EXERCISE OBJECTIVE
In all of the records below, change "integer pixel coordinates" to "whole-number pixel coordinates" wherever it occurs, and leave every other part of the lines as it is.

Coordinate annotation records
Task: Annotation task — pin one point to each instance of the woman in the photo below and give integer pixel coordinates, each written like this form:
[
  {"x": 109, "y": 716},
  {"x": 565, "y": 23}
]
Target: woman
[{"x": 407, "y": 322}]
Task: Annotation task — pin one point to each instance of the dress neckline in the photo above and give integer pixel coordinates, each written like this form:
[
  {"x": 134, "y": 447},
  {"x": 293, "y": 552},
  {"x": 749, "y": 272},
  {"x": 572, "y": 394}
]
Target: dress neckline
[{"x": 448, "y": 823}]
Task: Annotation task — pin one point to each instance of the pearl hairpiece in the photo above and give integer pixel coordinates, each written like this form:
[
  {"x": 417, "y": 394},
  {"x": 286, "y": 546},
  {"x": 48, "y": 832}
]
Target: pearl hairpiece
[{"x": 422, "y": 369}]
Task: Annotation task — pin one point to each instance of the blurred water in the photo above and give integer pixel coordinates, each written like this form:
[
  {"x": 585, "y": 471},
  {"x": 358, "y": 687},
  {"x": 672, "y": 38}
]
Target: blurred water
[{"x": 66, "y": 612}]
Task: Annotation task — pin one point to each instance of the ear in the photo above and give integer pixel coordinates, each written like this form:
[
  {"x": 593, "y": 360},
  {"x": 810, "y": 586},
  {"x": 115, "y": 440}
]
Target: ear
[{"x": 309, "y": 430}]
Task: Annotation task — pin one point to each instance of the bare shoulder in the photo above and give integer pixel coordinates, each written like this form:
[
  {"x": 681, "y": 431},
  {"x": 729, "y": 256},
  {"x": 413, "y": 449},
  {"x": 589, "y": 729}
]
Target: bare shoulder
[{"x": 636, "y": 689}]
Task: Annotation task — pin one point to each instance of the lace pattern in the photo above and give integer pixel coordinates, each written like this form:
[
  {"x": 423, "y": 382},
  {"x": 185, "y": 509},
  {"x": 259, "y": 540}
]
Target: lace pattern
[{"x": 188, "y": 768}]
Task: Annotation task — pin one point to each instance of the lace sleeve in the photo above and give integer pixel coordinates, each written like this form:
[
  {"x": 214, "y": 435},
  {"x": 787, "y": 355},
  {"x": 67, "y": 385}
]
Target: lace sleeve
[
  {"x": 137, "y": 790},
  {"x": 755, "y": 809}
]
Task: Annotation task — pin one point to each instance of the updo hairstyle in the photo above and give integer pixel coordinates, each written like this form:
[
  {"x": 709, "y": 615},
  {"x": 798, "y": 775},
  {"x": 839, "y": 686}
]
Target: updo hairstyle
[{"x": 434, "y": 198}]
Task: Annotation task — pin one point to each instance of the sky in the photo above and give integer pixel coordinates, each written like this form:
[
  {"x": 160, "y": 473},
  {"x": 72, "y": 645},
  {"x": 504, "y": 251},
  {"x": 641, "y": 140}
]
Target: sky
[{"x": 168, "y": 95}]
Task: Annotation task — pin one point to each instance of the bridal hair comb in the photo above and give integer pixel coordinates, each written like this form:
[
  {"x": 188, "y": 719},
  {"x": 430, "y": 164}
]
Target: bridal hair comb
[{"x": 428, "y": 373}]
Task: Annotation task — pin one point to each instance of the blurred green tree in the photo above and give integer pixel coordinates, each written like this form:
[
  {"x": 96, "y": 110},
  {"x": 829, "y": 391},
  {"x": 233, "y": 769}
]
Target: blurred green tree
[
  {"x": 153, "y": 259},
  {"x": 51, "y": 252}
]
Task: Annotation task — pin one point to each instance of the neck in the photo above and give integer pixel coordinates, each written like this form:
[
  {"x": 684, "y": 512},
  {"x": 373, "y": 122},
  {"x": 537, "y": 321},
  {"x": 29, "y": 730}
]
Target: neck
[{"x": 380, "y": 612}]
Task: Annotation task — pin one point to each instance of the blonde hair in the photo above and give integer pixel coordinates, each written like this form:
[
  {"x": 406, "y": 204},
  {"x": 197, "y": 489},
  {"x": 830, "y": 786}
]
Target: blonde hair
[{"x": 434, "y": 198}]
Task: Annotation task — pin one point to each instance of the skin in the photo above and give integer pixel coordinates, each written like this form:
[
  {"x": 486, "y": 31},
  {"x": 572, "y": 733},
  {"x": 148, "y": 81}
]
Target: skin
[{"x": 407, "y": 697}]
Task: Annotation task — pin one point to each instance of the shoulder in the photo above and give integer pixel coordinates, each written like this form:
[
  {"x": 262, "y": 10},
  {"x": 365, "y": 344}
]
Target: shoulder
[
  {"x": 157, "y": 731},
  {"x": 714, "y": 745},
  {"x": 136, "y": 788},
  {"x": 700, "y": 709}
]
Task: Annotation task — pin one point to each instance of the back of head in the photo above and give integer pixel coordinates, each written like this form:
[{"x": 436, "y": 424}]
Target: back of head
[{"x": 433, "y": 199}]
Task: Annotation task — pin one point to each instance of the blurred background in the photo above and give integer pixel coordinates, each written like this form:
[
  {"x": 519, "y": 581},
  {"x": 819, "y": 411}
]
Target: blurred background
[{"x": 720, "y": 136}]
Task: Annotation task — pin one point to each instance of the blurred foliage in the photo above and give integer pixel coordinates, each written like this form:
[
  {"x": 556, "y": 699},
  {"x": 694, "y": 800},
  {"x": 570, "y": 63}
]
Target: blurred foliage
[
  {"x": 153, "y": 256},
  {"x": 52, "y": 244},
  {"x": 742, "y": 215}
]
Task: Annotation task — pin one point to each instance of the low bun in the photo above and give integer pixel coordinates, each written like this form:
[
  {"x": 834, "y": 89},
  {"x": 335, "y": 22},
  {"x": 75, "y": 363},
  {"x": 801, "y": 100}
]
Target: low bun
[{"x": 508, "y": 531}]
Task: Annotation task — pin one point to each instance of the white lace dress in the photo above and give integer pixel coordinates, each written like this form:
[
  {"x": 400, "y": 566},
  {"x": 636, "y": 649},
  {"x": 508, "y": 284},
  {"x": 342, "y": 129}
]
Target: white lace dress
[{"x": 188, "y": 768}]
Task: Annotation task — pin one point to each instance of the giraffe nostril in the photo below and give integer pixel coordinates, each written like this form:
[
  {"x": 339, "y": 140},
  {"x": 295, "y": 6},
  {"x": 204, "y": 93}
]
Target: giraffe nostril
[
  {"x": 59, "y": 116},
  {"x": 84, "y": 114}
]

ANSWER
Task: Annotation task — pin one point to each instance of the woman in the photo below and give whole-number pixel coordinates, each written like this form:
[
  {"x": 109, "y": 716},
  {"x": 565, "y": 23}
]
Target: woman
[{"x": 407, "y": 322}]
Task: Annotation task — pin one point to each instance of the dress neckline in the photo above and give whole-number pixel coordinates, each written like this form:
[
  {"x": 134, "y": 447},
  {"x": 293, "y": 552},
  {"x": 749, "y": 272},
  {"x": 572, "y": 394}
]
Target: dress neckline
[{"x": 448, "y": 823}]
Task: Annotation task — pin one point to each instance of the pearl hairpiece in the photo above and give whole-number pixel coordinates, each written like this form:
[
  {"x": 417, "y": 394},
  {"x": 286, "y": 546},
  {"x": 48, "y": 832}
]
Target: pearl hairpiece
[{"x": 422, "y": 369}]
Task: Annotation task — pin one point to each instance of the blurred water in the photo above and give whole-number pixel coordinates, each written like this form:
[
  {"x": 585, "y": 471},
  {"x": 358, "y": 687},
  {"x": 672, "y": 38}
]
Target: blurred water
[{"x": 66, "y": 612}]
Task: Annotation task — pin one point to each instance of the ear in the photo above and give whole-number pixel coordinates, each written like this form:
[
  {"x": 593, "y": 360},
  {"x": 810, "y": 586},
  {"x": 115, "y": 440}
]
Target: ear
[{"x": 309, "y": 430}]
Task: Annotation task — pin one point to each instance of the bare shoulder in the photo above and give whole-number pixel coordinates, each written like this form:
[
  {"x": 681, "y": 431},
  {"x": 729, "y": 256},
  {"x": 413, "y": 449},
  {"x": 589, "y": 729}
]
Target: bare shoulder
[{"x": 636, "y": 689}]
Task: Annotation task — pin one point to each instance of the lace pattern in the photo above and give whole-number pixel coordinates, each written like this form:
[
  {"x": 423, "y": 382},
  {"x": 185, "y": 509},
  {"x": 259, "y": 540}
]
Target: lace pattern
[{"x": 188, "y": 768}]
Task: Annotation task — pin one point to each instance of the lace sleeve in the photo above and give whole-number pixel coordinates, each written like this form:
[
  {"x": 214, "y": 435},
  {"x": 787, "y": 355},
  {"x": 67, "y": 385}
]
Target: lace sleeve
[
  {"x": 137, "y": 790},
  {"x": 755, "y": 809}
]
Task: Annotation task — pin one point to each instance of the updo hairstyle in the photo above and give whole-number pixel coordinates, each written like this form:
[
  {"x": 709, "y": 615},
  {"x": 798, "y": 775},
  {"x": 839, "y": 686}
]
Target: updo hairstyle
[{"x": 434, "y": 198}]
Task: Annotation task — pin one point to each instance of the sky in the photo above and give whole-number pixel coordinates, each written like this form:
[
  {"x": 160, "y": 473},
  {"x": 72, "y": 645},
  {"x": 504, "y": 251},
  {"x": 641, "y": 140}
]
Target: sky
[{"x": 168, "y": 95}]
Task: Annotation task — pin one point to each instance of the bridal hair comb in the photo above and give whole-number pixel coordinates, each written like this form:
[
  {"x": 188, "y": 719},
  {"x": 430, "y": 164}
]
Target: bridal hair comb
[{"x": 428, "y": 373}]
Task: Annotation task — pin one point to each instance of the blurred green tree in the photo above and give whole-number pixel coordinates, each written like this form:
[
  {"x": 96, "y": 110},
  {"x": 829, "y": 391},
  {"x": 233, "y": 769}
]
Target: blurred green tree
[
  {"x": 153, "y": 259},
  {"x": 51, "y": 252}
]
Task: Annotation task — pin one point to each instance of the neck in the photo above and give whole-number pixel coordinates, each written like this form:
[
  {"x": 684, "y": 512},
  {"x": 373, "y": 122},
  {"x": 537, "y": 321},
  {"x": 29, "y": 730}
]
Target: neck
[{"x": 380, "y": 612}]
Task: Annotation task — pin one point to each instance of the blonde hair in the photo above and give whole-number pixel coordinates, each written like this form:
[
  {"x": 406, "y": 204},
  {"x": 197, "y": 489},
  {"x": 830, "y": 786}
]
Target: blonde hair
[{"x": 434, "y": 198}]
Task: Annotation task — pin one point to each instance of the skin in the photo above and give whole-number pixel coordinates, each written like this form:
[
  {"x": 486, "y": 31},
  {"x": 572, "y": 733},
  {"x": 148, "y": 81}
]
Target: skin
[{"x": 407, "y": 697}]
Task: Annotation task — pin one point to each instance of the shoulder in the photo above and give whole-number pixel coordinates, each written like this form:
[
  {"x": 262, "y": 10},
  {"x": 365, "y": 344}
]
Target: shoulder
[
  {"x": 157, "y": 731},
  {"x": 714, "y": 745},
  {"x": 136, "y": 788},
  {"x": 700, "y": 709}
]
Task: Annotation task — pin one point to each instance of the back of head in the photo above and give whole-number pixel coordinates, each written like this form:
[{"x": 436, "y": 424}]
Target: back of head
[{"x": 433, "y": 199}]
Task: Annotation task — pin one point to each instance of the blurred background in the photo above and give whole-number pixel coordinates, each written like this form:
[
  {"x": 519, "y": 581},
  {"x": 819, "y": 411}
]
Target: blurred background
[{"x": 720, "y": 136}]
Task: Annotation task — pin one point to each instance of the blurred foliage in the photo above and give whole-number pixel coordinates, each written like this form:
[
  {"x": 556, "y": 699},
  {"x": 694, "y": 800},
  {"x": 570, "y": 63}
]
Target: blurred foliage
[
  {"x": 153, "y": 256},
  {"x": 52, "y": 244},
  {"x": 742, "y": 215}
]
Task: Annotation task — pin one point to each instance of the low bun in the photo above and give whole-number pixel coordinates, each written like this form:
[
  {"x": 834, "y": 89},
  {"x": 335, "y": 22},
  {"x": 75, "y": 363},
  {"x": 801, "y": 100}
]
Target: low bun
[{"x": 508, "y": 531}]
Task: Annotation task — pin one point to each instance of the white lace dress in the photo above and give whole-number pixel coordinates, each written like this form:
[
  {"x": 400, "y": 566},
  {"x": 636, "y": 649},
  {"x": 508, "y": 284},
  {"x": 342, "y": 129}
]
Target: white lace dress
[{"x": 188, "y": 768}]
Task: Annotation task — pin one point to each instance of the giraffe nostril in the photo below and give whole-number pixel coordinates, each written like this form:
[
  {"x": 339, "y": 140},
  {"x": 295, "y": 6},
  {"x": 204, "y": 93}
]
Target: giraffe nostril
[
  {"x": 59, "y": 116},
  {"x": 84, "y": 114}
]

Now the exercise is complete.